READING PASSAGE =>
Kyron Horman: A Year Of Bad Policing, A Witch Hunt And No News
KYRON Horman is missing. Still missing. The police have yet to establish is a crime befell the child. This is Anorak’s round up of news on the boy who went missing from his Portland, Oregon school on June 4, 2010.
The Story So Far
This weekend marked the one year anniversary of the disappearance of Kyron Horman, the Oregon boy last seen on June 4, 2010. While his parents cling to the hope that he is still alive, police are set to shut down the task force designed to find him. Kyron, who was seven years old when he vanished, was last seen at his school in Portland following a science fair by his step-mother, Terri Horman. She says she watched him walk off to his classroom. However, he never made it to class and no trace of him has been seen since.

QUESTIONS TO ANSWER =>
1 - Repeat the Kyron Horman round-up between "The Story So" and "been seen since.", inclusive.
2 - According to the Kyron Horman round-up, how old was Kyron when he vanished?
None of this work requires the listing.

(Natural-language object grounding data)
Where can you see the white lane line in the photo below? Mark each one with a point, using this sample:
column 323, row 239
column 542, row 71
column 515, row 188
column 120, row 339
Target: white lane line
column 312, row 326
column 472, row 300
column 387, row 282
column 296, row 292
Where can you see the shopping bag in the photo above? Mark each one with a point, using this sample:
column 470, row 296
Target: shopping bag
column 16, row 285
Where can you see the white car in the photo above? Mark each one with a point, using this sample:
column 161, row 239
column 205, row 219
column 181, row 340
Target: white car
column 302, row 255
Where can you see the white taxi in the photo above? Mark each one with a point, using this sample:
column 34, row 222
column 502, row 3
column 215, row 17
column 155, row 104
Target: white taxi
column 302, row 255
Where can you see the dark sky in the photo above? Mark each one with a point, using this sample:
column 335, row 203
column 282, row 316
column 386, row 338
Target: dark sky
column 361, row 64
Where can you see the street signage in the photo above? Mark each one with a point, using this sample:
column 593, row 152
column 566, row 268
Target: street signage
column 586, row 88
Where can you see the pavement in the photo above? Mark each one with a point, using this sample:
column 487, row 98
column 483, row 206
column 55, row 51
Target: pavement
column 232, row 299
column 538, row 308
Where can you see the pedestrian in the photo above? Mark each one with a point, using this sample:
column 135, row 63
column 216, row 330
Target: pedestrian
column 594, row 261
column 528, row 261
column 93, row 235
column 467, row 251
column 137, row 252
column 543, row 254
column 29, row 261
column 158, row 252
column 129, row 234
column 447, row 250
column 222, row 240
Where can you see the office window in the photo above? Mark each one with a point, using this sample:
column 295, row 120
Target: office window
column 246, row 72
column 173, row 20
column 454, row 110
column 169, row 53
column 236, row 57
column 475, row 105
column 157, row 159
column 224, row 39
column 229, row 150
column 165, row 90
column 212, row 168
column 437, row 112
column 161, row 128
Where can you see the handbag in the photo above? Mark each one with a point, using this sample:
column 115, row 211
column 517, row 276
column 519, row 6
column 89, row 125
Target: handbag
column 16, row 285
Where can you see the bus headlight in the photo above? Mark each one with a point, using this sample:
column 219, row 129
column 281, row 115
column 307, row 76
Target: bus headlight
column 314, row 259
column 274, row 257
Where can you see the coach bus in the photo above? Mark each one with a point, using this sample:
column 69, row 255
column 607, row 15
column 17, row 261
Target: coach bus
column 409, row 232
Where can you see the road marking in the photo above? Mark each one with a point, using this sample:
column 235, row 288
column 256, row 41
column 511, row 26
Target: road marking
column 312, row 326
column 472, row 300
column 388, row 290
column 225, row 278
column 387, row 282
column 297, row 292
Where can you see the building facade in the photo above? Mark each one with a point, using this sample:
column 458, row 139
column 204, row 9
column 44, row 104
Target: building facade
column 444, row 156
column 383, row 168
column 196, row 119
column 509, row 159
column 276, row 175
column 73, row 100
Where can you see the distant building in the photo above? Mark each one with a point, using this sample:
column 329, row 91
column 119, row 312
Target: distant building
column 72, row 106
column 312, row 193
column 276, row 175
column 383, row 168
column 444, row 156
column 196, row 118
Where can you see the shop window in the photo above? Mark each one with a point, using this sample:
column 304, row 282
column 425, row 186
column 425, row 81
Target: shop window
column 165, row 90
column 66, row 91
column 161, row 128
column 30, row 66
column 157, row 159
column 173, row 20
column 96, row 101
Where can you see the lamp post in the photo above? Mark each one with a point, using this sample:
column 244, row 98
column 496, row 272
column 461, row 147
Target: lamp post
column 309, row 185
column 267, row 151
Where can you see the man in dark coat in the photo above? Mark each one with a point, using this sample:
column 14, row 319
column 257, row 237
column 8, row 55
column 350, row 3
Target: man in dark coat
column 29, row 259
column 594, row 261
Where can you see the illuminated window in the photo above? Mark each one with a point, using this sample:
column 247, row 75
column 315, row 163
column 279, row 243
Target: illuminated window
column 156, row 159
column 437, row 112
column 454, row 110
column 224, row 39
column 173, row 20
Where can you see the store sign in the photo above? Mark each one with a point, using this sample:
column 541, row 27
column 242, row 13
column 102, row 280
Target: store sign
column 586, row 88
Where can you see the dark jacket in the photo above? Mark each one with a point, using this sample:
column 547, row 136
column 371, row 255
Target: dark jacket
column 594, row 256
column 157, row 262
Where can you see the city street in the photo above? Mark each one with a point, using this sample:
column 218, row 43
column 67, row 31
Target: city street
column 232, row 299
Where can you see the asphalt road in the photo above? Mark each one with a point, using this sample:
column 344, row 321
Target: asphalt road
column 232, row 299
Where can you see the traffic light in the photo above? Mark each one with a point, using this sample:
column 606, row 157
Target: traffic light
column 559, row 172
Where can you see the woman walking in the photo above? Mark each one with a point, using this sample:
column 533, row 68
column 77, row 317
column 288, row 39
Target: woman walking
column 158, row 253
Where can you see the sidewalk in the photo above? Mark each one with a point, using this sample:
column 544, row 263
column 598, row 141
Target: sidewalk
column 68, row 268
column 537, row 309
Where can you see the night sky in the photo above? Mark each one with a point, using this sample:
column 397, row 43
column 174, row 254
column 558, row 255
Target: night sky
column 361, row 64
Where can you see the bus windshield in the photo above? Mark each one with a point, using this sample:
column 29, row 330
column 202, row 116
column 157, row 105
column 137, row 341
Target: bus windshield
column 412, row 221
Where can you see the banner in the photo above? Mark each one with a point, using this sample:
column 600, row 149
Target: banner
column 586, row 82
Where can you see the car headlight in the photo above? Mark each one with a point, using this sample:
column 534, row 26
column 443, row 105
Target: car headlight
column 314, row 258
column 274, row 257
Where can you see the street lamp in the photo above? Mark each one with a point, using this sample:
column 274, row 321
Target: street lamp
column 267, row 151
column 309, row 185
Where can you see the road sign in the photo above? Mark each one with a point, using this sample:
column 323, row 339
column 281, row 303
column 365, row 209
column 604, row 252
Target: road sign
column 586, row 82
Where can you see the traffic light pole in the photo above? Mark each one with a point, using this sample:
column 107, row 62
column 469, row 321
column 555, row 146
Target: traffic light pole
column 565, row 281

ANSWERS TO EACH TASK =>
1 -
The Story So Far
This weekend marked the one year anniversary of the disappearance of Kyron Horman, the Oregon boy last seen on June 4, 2010. While his parents cling to the hope that he is still alive, police are set to shut down the task force designed to find him. Kyron, who was seven years old when he vanished, was last seen at his school in Portland following a science fair by his step-mother, Terri Horman. She says she watched him walk off to his classroom. However, he never made it to class and no trace of him has been seen since.

2 - He was seven years old.